→ **The problem**
Copy the passage about DeRoche's political career and alcoholism word for word, in full.

Start of Selected text

DeRoche’s meteoric rise to the pinnacle of Michigan state politics made the front pages when, at age 34, he became the youngest statewide Republican leader in the country and was elected Michigan Speaker of the House. But it was in 2010, after serving a full, term-limited tenure in the state legislature, that DeRoche made national headlines with two alcohol-related arrests revealing a secret he had long tried to keep under wraps.

His struggle with alcoholism began at age 10, and by age 14, DeRoche admits he was a full-blown alcoholic—able to hide the problem from his parents and, later, his constituents and colleagues.

It was only after his arrests, the ensuing rehab and a renewed focus on his Christian faith that DeRoche escaped from his life-long struggle with alcoholism. “I had to have it all taken away so I could follow the path to recovery,” he told the Detroit Free Press. DeRoche has been sober since 2010.

End of Selected text
Start of Supplied entries

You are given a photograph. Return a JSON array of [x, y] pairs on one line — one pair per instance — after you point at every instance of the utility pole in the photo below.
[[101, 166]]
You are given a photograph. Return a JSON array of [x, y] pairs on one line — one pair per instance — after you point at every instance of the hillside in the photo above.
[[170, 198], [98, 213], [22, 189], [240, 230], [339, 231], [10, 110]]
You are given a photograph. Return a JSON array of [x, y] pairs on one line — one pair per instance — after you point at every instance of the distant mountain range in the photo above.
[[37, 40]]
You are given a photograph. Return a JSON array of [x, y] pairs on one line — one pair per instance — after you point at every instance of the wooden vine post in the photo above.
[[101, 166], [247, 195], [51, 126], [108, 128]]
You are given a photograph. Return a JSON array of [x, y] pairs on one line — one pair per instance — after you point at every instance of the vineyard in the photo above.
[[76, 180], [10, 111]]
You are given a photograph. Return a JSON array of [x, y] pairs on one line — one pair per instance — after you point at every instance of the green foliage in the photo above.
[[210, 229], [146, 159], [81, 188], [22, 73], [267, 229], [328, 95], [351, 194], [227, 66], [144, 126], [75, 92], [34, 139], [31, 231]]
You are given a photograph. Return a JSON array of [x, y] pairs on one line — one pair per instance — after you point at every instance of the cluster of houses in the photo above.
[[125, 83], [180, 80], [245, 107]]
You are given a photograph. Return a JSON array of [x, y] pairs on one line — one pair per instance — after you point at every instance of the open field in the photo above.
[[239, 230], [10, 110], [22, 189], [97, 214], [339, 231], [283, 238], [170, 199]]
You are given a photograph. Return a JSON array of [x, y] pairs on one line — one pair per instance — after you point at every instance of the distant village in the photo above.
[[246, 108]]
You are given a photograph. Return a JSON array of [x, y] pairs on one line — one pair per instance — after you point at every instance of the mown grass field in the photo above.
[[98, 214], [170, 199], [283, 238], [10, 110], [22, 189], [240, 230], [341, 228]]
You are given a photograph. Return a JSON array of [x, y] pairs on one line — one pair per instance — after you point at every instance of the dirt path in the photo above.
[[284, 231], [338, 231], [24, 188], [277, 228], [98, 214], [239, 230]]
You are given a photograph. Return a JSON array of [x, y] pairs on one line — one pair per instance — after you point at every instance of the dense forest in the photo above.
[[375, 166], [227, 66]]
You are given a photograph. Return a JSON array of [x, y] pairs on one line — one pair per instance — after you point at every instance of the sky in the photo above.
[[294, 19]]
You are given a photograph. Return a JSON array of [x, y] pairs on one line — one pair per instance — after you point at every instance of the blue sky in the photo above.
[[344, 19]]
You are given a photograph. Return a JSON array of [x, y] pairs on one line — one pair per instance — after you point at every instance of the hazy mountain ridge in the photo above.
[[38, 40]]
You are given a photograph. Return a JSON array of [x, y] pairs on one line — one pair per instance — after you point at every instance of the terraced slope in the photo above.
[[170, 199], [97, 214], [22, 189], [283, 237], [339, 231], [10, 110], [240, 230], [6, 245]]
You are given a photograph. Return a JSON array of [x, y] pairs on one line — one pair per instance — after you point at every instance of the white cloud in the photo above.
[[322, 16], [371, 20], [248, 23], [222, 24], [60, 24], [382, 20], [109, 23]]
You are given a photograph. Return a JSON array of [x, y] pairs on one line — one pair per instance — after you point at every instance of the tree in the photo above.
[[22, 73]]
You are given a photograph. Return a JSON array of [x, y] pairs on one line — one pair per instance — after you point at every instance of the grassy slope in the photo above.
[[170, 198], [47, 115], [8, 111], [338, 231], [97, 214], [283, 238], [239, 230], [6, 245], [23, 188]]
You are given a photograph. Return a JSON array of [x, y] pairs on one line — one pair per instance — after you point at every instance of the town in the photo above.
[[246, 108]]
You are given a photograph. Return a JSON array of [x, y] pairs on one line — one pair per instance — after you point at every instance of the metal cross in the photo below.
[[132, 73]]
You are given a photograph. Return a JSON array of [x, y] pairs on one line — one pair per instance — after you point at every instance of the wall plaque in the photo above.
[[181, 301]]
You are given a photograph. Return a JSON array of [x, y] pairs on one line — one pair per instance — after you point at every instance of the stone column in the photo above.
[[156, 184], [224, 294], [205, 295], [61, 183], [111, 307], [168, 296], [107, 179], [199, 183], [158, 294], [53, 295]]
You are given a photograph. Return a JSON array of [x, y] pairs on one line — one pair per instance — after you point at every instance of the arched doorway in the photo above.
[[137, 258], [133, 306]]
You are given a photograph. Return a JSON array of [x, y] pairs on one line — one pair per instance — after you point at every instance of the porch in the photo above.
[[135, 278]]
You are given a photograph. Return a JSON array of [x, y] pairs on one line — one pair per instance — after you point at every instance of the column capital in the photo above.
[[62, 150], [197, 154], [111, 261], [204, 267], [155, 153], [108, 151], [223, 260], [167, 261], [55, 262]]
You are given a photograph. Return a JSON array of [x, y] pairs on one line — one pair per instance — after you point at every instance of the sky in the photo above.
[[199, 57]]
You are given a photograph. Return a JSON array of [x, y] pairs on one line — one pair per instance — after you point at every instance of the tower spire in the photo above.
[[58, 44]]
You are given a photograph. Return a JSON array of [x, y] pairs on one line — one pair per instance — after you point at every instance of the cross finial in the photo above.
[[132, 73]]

End of Supplied entries

→ **Response for this exercise**
DeRoche’s meteoric rise to the pinnacle of Michigan state politics made the front pages when, at age 34, he became the youngest statewide Republican leader in the country and was elected Michigan Speaker of the House. But it was in 2010, after serving a full, term-limited tenure in the state legislature, that DeRoche made national headlines with two alcohol-related arrests revealing a secret he had long tried to keep under wraps.

His struggle with alcoholism began at age 10, and by age 14, DeRoche admits he was a full-blown alcoholic—able to hide the problem from his parents and, later, his constituents and colleagues.

It was only after his arrests, the ensuing rehab and a renewed focus on his Christian faith that DeRoche escaped from his life-long struggle with alcoholism. “I had to have it all taken away so I could follow the path to recovery,” he told the Detroit Free Press. DeRoche has been sober since 2010.